- _PROVIDED MATERIAL_:
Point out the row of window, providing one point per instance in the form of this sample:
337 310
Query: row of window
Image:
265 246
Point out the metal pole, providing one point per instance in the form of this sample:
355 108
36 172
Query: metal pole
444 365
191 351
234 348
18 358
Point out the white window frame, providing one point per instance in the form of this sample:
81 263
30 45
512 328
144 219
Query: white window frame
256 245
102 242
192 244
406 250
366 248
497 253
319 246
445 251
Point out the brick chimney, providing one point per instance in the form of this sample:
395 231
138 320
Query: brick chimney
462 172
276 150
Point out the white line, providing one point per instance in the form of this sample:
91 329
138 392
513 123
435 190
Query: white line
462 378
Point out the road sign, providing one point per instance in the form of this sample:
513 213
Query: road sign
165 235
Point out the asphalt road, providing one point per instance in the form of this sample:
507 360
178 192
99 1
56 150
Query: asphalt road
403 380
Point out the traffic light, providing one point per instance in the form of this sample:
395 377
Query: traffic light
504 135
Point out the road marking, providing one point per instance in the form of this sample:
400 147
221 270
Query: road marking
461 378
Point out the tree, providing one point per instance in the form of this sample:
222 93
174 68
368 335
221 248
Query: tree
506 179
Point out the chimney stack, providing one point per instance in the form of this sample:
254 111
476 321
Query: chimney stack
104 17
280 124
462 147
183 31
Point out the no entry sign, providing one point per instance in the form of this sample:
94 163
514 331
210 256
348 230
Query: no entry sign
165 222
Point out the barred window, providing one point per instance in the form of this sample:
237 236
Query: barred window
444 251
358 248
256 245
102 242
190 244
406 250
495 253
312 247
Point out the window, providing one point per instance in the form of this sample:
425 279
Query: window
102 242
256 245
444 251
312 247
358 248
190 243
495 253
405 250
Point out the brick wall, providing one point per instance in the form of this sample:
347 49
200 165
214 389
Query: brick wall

- _STATED EXERCISE_: Reproduce every line of the listing above verbatim, in the same order.

- _RESULT OF THE TASK_:
Point out the row of window, providing one point per instance in the form of this sample:
337 310
Query: row of window
Image:
265 246
Point out the metal pole, providing one point per instance in the form of this sample:
355 108
36 172
Query: metal pole
444 365
191 351
234 348
18 358
Point out the white window frame, providing one point per instance in the form of this sample:
81 263
30 45
512 328
144 219
Query: white window frame
256 245
102 242
192 244
406 250
366 248
497 253
319 246
445 251
Point out the brick chimney, providing one point per instance in the form of this sample:
395 231
138 320
Query: brick chimney
462 172
276 150
Point out the white line, providing one point per instance in the form of this sample:
91 329
138 392
513 123
435 190
Query: white line
462 378
Point out the road sign, providing one point per instance in the form of this sample:
513 213
Query: road sign
165 235
Point out the asphalt road, providing one point per instance in the form of this sample:
507 360
178 192
99 1
56 150
Query: asphalt road
403 380
Point out the traffic light, providing one point per instance in the form of this sample:
395 377
Query: traffic light
504 135
Point out the road marking, providing one point per instance in the form of this sample:
400 147
221 270
Query: road marking
461 378
Point out the tree, providing one point per instance in the form of this sample:
222 93
174 68
368 335
221 248
Query: tree
506 179
Point out the chimney stack, providing one point per instance in the form of this sample:
254 111
476 321
Query: chimney stack
104 17
280 124
462 147
183 31
Point out the no entry sign, providing one point per instance in the form of this sample:
94 163
514 331
210 256
348 230
Query: no entry sign
165 222
Point out the barred window, providing one point per instance in the form of this sample:
237 236
Query: barred window
444 251
358 248
256 245
102 242
190 244
406 250
495 253
312 247
Point out the window, providing one point per instance in the form of this sample:
425 279
Query: window
102 242
256 245
444 251
312 247
358 248
190 243
495 253
405 250
Point out the brick wall, providing one point per instance in the form of this sample:
347 49
200 165
214 389
Query: brick wall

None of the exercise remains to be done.